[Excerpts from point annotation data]

--- Start ---

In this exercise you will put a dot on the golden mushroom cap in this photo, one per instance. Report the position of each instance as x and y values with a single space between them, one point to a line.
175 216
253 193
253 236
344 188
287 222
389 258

--- End ---

**SHORT PROBLEM**
Render the rows above as a two-column CSV with the headers "instruction" and "points", one line per row. Quote each field and replace every line break inside a field with a space.

**SOLVED PROBLEM**
instruction,points
"In this exercise you will put a dot on the golden mushroom cap in this photo, one per instance. Report the position of each instance as x and y values with a single space between them, one point to a line.","175 216 253 193 253 236 344 188 287 222 389 258"